AUFGABE:
Fasse den Absatz im Quelltext unten, der mit „Vor etwa 9000 Jahren“ beginnt, als kurze Stichpunktliste zusammen. Die wichtigsten Fakten sollen erhalten bleiben.

QUELLTEXT:
Gegen die wuchtigen Vorteile einer spendablen Kuh erscheint die Katze wie ein nutzloser Eindringling. Wie der Urmensch stammt die Katze aus Afrika, vor Tausenden Jahren jagte und spielte sie auf den Feldern des fruchtbaren Halbmonds – ein Gebiet von Ägypten bis zum Tigrisdelta.
Vor etwa 9000 Jahren kamen Katzen in der Gegend des heutigen Irak dahinter, dass es sich im Gefolge von Menschen gemütlich leben lässt. Die ersten Katzen, so wissen Forscher heute, machten sich in der Nähe von menschlichen Siedlungen nützlich: Sie beseitigten den Abfall, jagten Schädlinge und Vögel – und galten obendrein auch noch als Delikatesse.
Und der Hund?
Er ist das einzige Haustier, das nicht nützlich ist, sagen Naturhistoriker. Sie beschäftigt die Frage, warum der Mensch den Hund nicht nur hielt – er liebte ihn sogar. Die Erklärungen klingen erstaunlich banal: Es muss das Verlangen nach Wärme, Nähe gewesen sein, vielleicht die Faszination an diesem fremden, unberechenbaren Tier, dem Wolf. Wölfe sind gefährlich, Wölfe sind als Schlachttiere kaum zu gebrauchen – und fressen obendrein auch noch selbst Fleisch.

DATENZEILEN:
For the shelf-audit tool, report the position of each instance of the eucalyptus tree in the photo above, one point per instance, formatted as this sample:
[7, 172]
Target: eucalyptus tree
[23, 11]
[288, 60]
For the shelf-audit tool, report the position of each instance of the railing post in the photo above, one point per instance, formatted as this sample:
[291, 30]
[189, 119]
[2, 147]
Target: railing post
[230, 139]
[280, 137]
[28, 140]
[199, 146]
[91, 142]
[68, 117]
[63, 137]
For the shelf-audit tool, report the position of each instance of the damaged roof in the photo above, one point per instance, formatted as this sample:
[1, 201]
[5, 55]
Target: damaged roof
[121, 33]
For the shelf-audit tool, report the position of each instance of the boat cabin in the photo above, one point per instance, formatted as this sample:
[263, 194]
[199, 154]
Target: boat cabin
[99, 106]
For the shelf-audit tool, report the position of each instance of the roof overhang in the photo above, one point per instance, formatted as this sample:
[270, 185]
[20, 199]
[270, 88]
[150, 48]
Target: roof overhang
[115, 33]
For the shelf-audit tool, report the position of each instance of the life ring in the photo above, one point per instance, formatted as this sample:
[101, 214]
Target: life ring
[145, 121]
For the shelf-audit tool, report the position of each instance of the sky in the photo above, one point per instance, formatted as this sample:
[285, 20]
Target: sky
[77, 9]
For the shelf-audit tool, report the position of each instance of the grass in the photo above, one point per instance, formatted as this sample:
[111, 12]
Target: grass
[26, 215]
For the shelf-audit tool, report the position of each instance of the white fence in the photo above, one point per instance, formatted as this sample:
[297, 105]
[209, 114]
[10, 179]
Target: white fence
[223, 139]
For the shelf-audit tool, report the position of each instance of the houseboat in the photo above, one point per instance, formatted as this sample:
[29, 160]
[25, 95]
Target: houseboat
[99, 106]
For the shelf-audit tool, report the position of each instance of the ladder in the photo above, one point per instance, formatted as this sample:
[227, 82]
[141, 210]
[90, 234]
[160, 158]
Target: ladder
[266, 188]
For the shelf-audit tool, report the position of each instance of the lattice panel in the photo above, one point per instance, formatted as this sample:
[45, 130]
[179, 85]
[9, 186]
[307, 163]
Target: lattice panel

--

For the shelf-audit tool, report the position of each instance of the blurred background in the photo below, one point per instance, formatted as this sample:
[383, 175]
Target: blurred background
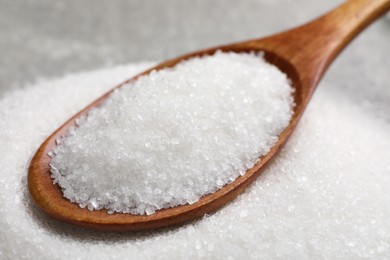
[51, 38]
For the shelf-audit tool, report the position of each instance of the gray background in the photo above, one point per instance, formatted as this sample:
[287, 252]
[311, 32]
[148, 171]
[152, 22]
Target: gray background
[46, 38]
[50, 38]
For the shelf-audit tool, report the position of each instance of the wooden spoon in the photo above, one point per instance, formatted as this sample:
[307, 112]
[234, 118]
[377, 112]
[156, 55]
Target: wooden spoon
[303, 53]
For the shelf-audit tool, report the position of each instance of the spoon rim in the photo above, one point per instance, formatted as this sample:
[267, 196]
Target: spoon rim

* * *

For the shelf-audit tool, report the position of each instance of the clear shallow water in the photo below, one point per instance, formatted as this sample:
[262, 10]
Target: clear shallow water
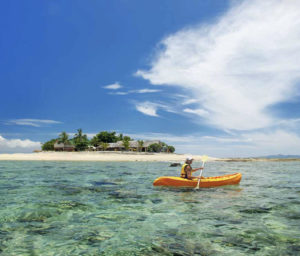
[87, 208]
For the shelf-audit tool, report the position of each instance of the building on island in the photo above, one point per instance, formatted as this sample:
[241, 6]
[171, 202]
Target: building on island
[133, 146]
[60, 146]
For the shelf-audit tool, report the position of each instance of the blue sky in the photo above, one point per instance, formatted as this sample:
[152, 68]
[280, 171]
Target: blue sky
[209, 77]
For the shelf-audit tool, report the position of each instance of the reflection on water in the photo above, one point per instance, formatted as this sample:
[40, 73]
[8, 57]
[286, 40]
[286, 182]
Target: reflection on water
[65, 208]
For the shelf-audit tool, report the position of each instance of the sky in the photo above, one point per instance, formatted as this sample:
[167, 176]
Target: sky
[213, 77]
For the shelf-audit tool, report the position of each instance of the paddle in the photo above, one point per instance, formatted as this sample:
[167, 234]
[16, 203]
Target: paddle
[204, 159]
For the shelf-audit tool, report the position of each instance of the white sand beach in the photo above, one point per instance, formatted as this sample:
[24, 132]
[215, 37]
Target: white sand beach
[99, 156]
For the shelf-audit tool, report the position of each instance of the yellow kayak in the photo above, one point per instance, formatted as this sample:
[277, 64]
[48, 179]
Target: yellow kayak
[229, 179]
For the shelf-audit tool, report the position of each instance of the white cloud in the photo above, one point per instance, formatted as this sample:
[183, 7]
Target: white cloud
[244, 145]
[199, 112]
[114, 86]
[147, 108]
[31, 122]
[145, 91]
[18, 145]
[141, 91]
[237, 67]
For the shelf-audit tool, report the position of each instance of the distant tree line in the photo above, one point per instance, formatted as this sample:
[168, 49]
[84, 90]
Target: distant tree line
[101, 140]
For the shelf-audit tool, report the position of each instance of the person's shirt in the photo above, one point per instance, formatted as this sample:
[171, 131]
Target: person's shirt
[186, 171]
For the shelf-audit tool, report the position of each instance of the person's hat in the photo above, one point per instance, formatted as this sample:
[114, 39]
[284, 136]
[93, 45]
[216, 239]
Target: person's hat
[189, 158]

ERGEBNIS:
- Vor etwa 9000 Jahren merkten Katzen in der Gegend des heutigen Irak, dass man in der Nähe von Menschen bequem leben kann.
- Die ersten Katzen machten sich bei menschlichen Siedlungen nützlich: Sie beseitigten Abfall und jagten Schädlinge und Vögel.
- Außerdem galten sie als Delikatesse.